* **Exercise requirements**:
Copy every item below word for word, leaving out the pictures.

** start **

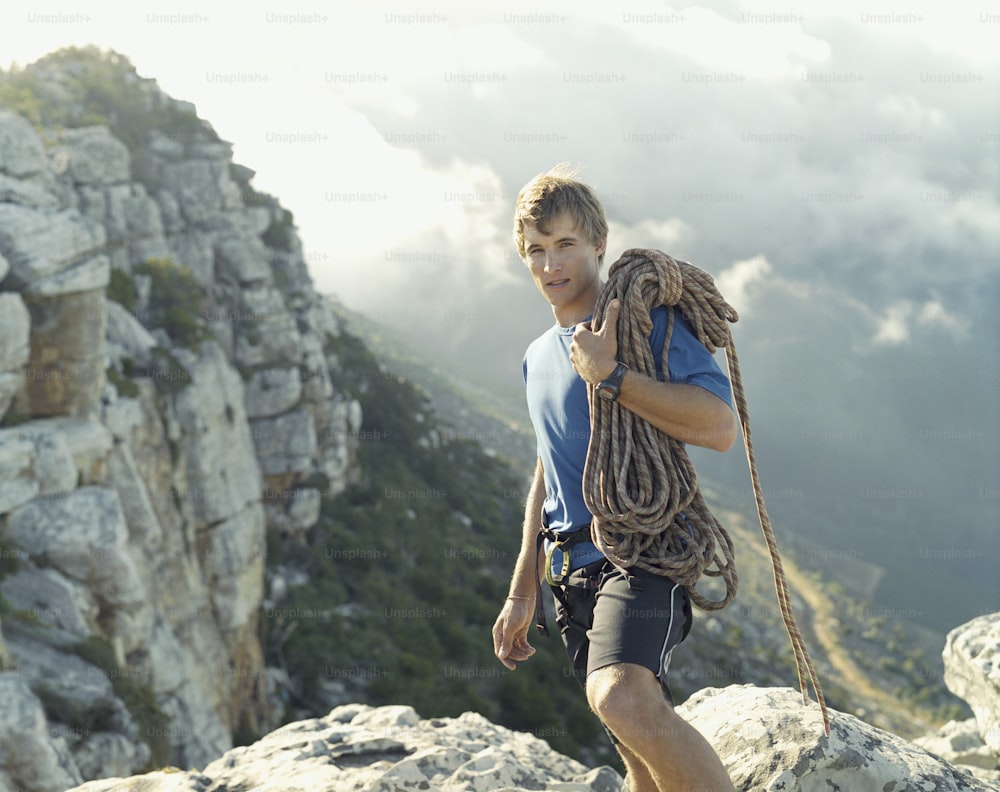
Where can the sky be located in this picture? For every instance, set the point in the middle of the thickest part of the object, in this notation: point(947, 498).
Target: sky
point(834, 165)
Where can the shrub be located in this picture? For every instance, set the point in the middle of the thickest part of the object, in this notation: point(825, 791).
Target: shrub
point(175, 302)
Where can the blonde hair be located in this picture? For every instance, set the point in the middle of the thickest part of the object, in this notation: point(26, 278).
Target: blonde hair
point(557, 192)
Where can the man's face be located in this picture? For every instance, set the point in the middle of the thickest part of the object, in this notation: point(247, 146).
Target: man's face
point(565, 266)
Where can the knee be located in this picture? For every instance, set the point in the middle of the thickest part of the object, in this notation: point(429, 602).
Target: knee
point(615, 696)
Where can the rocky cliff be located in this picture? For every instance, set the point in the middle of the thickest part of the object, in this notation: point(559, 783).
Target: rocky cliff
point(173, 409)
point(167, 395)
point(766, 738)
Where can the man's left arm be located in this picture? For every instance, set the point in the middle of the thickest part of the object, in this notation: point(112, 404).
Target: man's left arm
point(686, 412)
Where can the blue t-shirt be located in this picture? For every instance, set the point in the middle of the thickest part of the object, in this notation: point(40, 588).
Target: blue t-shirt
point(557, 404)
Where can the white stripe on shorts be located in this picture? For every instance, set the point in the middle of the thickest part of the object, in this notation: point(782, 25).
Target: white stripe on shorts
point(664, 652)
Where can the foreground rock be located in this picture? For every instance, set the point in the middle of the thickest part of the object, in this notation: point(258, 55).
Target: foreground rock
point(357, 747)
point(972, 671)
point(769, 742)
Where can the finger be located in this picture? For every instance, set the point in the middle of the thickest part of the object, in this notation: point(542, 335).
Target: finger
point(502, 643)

** end **

* **Final result**:
Where can the sky be located in this picture? For every instance, set the point in the middle of the thickest part of the object, in this notation: point(947, 498).
Target: sky
point(834, 165)
Where can the shrub be located in this picture? For every instance, set the point in the middle of the thickest part of the object, in this notation: point(825, 791).
Target: shrub
point(175, 302)
Where can the blonde hair be located in this picture? For every instance, set the point in the middle of the thickest part of the object, in this notation: point(26, 278).
Target: blonde hair
point(557, 192)
Where can the man's face be located in this picture? For every instance, set the point in the middle of the thickest part of the object, in this notation: point(247, 146).
Target: man's face
point(565, 266)
Where can the knee be located in this picture? For every instance, set the point in the middle of the thickest part of the object, in this notation: point(429, 602).
Target: knee
point(615, 696)
Where can the rocky cliff be located in this picture? For every instance, set the point in the middle of the thickest part of the object, in this notation: point(559, 783).
Target: rocky cliff
point(173, 409)
point(167, 395)
point(766, 738)
Where can the man's left arm be located in this picture? For every instance, set the point in the middle of the thickest part of the object, in this notation: point(112, 404).
Target: man's left arm
point(686, 412)
Where can the blue t-shirt be located in this picture? For every instance, set the point in the middle of the thickest part of the object, in this notation: point(40, 588).
Target: blue t-shirt
point(557, 404)
Where can the white stripe on shorts be located in this picture? For every instance, set the point in the middle of the thickest part of the object, in this notation: point(782, 25).
Target: white stripe on shorts
point(664, 652)
Where can the foreground rock be located in this picture? For every instance, set the point in the middle of the thickest part of the object, in this notation: point(258, 55).
Target: foreground rock
point(357, 747)
point(972, 671)
point(769, 742)
Where can the finger be located in this picture? For every instance, set the point in the middle of the thickest part of the object, in this notation: point(542, 335).
Target: finger
point(502, 643)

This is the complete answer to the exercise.